*Okuma Metni*.
★ ★ ★
Afet yönetimi alanında ortaya konan yaklaşımlar, sadece teknik bir çalışma alanı olmaktan çıkarak disiplinlerarası bir boyuta evrilmiştir. Bunda afetlerin fiziksel olayların sonucunda ortaya çıkan sosyal ve politik olaylar olarak kabul edilmesinin rolü büyüktür. Toplumların karşı karşıya olduğu riskler ve bu risklere karşı toplumun hassasiyet derecesi, büyük ölçüde kamu politikalarının belirleyici olduğu unsurlardır. Afet yönetimi yaklaşımlarının son yıllarda kamu politikalarıyla ilişkilendirilmesi ve afet yönetimi süreçlerinin toplumun çabuk toparlanması için hassasiyetlerin yönetilmesini odağına alması, kamu yönetimi kuramlarının bu alanla daha yakın ilişkiler kurmasına neden olmuştur. Toplumların yaşam biçimleri ve bu yaşam biçimlerini destekleyen politikalar, afetler açısından yeni risk faktörlerini ortaya çıkarmıştır. Afetlerin çevreye etkileri, yeni risk faktörleri ile daha uzun süreli ve daha yıkıcı olabilmektedir. Kamu politikası sürecinde halkın katılımı, bu risk ortamında afet yönetimine ilişkin daha farklı ve bütüncül bir yaklaşım geliştirebilmek için çok önemlidir. Bu çalışmada afetlerin çevreye etkileri, afet yönetim yaklaşımları ve kamu politikası bağlamında ele alınmıştır.
★ ★ ★
*Görev Yönergesi*.
Afet yönetimi üzerine okuma metnine dayanarak şu soruları yanıtlayın:
1. Afet yönetimi alanında ortaya konan yaklaşımlar hangi boyuta evrilmiştir?
2. Toplumların karşı karşıya olduğu riskler ve bu risklere karşı hassasiyet derecesi büyük ölçüde neyin belirleyici olduğu unsurlardır?
3. Afet yönetimine ilişkin daha farklı ve bütüncül bir yaklaşım geliştirebilmek için ne çok önemlidir?
Kayıtların okuma metniyle herhangi bir ilgisi yoktur.

*Veri Kümesi Kayıtları*.
★ ★ ★
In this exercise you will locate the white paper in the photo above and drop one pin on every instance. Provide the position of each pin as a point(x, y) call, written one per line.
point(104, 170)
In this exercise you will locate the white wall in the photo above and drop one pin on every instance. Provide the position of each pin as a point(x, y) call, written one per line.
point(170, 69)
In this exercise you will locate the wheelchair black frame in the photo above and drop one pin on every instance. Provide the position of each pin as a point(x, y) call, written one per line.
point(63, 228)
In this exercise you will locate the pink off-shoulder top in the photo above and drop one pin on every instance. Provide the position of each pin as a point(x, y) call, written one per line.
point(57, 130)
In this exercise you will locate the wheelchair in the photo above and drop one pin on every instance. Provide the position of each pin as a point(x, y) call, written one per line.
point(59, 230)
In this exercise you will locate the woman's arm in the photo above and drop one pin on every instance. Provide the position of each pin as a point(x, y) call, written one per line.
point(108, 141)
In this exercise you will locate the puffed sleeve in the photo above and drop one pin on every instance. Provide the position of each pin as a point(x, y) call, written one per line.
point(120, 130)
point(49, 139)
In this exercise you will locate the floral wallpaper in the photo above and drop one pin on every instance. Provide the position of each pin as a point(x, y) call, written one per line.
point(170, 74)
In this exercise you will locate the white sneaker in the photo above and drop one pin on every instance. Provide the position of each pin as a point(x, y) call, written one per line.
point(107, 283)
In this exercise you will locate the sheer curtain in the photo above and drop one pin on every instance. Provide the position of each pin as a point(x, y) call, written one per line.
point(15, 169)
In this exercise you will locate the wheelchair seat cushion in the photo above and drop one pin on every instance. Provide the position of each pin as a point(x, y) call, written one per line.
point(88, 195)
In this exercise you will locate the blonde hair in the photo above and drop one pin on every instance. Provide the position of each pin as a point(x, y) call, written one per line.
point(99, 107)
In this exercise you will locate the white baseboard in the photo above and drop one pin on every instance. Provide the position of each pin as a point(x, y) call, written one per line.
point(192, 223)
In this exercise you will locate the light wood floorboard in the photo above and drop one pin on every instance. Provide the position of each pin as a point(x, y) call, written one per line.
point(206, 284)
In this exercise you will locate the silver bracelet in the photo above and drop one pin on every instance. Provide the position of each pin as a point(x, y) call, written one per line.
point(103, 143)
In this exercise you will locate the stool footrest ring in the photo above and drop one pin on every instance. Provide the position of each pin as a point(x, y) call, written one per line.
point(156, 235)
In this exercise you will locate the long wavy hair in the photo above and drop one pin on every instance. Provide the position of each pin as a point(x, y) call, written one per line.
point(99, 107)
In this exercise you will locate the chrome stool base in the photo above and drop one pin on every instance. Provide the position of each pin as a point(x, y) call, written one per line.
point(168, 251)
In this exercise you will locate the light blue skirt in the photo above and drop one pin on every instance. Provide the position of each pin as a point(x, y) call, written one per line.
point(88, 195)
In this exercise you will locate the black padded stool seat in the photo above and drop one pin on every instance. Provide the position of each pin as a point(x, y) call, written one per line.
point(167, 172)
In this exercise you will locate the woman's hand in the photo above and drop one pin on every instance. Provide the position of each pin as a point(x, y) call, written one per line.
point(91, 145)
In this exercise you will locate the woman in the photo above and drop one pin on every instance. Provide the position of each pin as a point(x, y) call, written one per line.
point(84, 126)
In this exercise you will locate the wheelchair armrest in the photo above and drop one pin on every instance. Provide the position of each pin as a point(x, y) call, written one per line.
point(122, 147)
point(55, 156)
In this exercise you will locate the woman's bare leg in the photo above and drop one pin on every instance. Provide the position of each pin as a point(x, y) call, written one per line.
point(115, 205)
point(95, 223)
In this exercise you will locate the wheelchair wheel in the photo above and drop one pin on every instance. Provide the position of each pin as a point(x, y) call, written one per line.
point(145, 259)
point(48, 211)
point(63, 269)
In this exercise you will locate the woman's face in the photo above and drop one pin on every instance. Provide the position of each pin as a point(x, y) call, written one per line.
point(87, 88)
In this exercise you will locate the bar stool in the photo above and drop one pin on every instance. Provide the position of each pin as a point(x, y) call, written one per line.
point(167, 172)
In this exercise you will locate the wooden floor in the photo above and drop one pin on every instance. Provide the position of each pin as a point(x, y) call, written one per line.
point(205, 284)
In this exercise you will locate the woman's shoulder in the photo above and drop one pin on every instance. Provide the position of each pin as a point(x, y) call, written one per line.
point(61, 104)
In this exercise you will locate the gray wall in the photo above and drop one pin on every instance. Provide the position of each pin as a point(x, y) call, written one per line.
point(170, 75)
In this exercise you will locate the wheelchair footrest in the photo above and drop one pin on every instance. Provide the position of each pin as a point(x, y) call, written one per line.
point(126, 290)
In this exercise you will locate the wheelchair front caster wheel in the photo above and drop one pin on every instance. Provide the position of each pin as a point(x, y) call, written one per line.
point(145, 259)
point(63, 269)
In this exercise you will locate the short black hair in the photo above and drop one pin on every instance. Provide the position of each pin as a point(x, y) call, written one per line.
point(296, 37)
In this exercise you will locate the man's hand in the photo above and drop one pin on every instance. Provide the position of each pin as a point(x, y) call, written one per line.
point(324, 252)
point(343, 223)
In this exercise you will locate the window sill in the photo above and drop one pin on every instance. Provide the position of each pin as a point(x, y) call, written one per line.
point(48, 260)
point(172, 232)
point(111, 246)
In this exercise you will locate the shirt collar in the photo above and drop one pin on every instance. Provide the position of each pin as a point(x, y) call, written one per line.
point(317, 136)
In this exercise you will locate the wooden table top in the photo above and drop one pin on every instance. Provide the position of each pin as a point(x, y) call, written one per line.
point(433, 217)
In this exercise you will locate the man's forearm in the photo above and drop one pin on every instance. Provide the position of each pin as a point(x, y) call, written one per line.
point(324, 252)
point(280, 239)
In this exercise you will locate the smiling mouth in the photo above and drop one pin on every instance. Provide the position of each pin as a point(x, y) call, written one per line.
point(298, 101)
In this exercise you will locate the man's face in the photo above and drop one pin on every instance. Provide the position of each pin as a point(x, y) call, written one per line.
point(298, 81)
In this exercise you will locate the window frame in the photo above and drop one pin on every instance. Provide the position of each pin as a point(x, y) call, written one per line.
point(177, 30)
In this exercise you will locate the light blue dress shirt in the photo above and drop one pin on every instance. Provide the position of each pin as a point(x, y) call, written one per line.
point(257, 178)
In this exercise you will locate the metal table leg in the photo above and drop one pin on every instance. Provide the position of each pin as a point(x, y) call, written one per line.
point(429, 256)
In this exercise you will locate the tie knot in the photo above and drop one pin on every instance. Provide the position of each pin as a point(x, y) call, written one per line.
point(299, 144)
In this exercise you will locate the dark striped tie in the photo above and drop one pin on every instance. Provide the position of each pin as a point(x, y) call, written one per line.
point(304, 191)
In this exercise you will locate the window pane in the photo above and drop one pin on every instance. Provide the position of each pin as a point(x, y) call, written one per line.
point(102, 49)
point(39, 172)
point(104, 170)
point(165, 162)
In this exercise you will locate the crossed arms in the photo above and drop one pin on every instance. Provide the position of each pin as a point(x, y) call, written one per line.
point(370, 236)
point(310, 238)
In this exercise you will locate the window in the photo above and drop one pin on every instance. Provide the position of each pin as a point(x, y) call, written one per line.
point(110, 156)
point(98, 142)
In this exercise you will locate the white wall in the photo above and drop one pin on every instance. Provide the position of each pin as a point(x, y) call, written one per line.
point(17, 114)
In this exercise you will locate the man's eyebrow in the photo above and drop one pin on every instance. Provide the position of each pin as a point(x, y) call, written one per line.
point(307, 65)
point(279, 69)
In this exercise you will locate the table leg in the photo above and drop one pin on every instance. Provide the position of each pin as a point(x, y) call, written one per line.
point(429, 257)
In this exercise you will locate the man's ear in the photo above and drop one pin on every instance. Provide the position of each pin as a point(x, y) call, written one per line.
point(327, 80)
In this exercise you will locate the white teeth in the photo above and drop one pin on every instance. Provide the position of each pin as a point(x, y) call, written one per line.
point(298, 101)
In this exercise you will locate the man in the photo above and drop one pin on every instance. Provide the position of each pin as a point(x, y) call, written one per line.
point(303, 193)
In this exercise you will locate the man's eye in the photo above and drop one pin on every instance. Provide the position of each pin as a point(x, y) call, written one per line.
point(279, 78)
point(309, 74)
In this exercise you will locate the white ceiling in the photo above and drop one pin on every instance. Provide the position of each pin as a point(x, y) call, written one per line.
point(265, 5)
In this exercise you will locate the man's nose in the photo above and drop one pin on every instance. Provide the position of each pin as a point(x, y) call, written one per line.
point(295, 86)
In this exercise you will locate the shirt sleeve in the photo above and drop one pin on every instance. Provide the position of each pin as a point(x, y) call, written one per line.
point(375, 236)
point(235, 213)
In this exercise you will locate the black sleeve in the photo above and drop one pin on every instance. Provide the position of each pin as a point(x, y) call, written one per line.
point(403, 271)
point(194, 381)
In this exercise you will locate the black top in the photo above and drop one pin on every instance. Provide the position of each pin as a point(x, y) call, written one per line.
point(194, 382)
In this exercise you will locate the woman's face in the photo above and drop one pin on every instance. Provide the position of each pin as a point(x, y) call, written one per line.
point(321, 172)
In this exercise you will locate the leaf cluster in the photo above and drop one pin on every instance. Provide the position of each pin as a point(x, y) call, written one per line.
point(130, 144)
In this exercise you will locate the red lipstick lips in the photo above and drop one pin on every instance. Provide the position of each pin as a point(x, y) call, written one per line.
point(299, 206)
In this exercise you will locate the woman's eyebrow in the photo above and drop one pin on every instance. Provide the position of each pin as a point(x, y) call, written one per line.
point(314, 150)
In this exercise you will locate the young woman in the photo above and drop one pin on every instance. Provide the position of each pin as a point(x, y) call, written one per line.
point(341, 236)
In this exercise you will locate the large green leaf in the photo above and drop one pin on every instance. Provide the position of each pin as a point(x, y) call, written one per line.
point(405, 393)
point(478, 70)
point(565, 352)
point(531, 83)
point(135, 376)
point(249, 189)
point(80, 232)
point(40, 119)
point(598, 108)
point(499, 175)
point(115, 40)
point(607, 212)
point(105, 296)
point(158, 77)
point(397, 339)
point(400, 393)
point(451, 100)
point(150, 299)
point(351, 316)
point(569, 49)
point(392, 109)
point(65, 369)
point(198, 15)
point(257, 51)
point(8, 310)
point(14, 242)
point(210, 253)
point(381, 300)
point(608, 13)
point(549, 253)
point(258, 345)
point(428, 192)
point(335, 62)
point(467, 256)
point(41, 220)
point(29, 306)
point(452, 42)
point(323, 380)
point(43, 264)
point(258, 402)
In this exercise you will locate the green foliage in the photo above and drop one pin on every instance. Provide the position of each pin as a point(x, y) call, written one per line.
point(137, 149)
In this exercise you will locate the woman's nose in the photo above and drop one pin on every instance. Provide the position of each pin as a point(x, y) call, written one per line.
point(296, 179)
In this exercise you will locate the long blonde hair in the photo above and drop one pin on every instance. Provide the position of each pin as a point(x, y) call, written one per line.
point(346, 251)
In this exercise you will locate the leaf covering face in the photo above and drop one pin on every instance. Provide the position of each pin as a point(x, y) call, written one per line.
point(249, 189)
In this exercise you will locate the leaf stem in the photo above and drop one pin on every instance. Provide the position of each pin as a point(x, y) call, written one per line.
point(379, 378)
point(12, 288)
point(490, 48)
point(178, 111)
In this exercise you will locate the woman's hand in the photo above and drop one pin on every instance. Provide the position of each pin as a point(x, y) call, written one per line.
★ ★ ★
*Görev Çıktısı*.
1. Bu yaklaşımlar disiplinlerarası bir boyuta evrilmiştir.
2. Bunlar büyük ölçüde kamu politikalarının belirleyici olduğu unsurlardır.
3. Kamu politikası sürecinde halkın katılımı çok önemlidir.